Exercise instructions: The reply should hold only the lines from the one with "Every instance of the concrete" through the end of the data, each given exactly.

Records to process:

§

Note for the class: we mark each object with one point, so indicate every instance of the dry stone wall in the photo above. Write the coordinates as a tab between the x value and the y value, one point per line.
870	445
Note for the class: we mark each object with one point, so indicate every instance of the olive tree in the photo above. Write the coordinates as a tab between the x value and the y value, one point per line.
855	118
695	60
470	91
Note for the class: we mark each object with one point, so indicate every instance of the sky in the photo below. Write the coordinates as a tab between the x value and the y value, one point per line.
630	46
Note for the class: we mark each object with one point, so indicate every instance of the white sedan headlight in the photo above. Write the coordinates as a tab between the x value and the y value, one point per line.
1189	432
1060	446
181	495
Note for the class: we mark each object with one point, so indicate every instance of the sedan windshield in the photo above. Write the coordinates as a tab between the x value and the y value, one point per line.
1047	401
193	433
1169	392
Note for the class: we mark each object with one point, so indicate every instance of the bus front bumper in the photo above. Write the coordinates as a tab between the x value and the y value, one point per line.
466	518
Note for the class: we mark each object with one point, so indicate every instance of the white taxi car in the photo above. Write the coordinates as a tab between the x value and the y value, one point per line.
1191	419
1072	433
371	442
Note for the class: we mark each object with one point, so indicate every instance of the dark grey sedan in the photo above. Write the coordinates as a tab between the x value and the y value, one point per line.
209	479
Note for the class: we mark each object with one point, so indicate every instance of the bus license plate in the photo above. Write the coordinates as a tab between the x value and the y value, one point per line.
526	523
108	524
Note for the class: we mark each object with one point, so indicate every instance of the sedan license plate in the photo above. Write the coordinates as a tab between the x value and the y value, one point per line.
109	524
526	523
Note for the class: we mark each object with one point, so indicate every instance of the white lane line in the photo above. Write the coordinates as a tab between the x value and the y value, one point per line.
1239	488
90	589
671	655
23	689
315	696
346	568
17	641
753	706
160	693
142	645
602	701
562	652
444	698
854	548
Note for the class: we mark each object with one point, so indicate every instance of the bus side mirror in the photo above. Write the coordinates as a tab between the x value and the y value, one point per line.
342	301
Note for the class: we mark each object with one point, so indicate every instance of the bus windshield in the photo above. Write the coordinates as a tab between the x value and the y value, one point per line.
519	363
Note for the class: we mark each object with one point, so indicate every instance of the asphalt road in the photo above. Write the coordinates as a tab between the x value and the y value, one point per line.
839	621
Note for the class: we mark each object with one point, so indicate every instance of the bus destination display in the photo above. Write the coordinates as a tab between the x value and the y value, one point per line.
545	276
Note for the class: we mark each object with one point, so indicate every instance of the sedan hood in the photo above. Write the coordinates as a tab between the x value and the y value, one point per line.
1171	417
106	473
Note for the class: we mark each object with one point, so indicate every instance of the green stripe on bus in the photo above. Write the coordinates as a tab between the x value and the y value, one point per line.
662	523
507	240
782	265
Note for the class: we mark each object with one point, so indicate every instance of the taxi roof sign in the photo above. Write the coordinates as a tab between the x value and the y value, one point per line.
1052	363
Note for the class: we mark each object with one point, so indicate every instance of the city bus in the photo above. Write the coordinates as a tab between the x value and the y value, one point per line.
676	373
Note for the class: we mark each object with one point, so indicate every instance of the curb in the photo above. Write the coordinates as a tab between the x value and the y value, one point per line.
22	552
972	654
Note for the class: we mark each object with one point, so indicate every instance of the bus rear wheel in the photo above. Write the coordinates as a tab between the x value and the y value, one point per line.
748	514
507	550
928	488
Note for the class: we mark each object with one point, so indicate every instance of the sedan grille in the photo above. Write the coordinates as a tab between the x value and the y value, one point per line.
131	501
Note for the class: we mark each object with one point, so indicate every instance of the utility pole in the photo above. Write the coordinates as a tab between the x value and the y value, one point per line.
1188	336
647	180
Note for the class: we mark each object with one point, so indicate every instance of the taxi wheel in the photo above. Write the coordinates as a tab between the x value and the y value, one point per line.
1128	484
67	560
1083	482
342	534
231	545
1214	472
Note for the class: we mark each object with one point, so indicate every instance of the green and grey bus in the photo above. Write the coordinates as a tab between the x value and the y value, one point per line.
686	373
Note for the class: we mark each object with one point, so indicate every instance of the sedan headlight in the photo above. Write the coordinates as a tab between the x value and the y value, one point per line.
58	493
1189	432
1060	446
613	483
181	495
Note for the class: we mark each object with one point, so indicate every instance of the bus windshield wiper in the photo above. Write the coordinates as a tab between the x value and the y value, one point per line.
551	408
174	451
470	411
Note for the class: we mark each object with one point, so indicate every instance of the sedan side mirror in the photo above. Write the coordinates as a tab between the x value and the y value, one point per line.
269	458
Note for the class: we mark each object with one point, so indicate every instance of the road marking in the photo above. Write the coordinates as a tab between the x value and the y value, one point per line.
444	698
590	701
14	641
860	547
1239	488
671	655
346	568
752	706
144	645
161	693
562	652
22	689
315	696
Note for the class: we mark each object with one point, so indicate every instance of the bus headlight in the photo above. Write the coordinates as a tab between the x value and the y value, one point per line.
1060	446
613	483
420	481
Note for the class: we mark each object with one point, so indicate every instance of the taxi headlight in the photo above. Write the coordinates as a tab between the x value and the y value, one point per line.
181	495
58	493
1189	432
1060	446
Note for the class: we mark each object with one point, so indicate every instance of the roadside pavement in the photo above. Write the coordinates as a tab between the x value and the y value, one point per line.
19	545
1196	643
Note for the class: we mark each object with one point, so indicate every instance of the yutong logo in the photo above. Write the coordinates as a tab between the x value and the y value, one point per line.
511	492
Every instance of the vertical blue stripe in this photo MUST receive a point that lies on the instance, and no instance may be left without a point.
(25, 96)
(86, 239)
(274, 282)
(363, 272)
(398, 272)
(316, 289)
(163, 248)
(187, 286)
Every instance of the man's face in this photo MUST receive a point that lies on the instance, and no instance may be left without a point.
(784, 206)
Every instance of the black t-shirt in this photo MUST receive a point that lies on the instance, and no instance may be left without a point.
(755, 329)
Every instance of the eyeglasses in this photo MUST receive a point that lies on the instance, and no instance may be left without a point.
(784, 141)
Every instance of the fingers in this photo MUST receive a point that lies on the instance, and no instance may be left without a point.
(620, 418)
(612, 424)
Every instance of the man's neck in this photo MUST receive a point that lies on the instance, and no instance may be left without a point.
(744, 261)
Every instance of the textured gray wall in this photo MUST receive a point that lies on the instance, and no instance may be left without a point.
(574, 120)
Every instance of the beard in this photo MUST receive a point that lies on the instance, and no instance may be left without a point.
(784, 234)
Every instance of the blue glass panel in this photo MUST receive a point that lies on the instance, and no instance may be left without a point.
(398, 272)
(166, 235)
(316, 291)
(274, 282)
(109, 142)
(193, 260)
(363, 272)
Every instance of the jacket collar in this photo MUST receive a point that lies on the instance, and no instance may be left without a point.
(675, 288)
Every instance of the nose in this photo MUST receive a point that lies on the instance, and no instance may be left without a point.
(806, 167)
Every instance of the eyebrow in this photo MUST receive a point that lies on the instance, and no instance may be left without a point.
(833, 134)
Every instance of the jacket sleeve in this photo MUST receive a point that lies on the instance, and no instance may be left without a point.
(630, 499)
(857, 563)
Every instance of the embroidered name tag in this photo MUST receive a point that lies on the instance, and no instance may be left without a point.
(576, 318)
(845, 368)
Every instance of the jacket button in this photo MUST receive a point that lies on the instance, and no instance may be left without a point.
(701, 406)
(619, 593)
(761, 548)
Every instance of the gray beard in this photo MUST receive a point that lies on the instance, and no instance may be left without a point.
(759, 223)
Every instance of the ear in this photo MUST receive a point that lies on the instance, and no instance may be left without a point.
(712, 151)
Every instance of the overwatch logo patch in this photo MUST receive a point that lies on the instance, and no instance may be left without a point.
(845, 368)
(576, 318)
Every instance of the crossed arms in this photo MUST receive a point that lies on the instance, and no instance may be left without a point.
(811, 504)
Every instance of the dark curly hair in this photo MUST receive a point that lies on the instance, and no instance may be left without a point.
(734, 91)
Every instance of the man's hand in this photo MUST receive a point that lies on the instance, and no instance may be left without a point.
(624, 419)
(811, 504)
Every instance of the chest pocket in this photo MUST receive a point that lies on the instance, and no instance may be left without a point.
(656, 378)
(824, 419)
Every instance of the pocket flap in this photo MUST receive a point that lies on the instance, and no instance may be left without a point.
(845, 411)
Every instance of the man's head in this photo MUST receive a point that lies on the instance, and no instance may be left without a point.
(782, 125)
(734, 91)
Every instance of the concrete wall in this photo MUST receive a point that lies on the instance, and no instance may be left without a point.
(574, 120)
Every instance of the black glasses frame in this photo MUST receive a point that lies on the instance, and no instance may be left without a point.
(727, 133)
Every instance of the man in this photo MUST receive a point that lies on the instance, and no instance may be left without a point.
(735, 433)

§

Answer area:
Every instance of the concrete wall in this photo MUST receive a point that lies on the instance, and no instance may be left without a point.
(574, 120)
Every instance of the black glasses frame in this photo MUST receive a point that lies on the instance, and no instance may be left without a point.
(727, 133)
Every instance of the man in this photo MUST receive a point that lies on the instance, and no instance may be left without a point.
(735, 433)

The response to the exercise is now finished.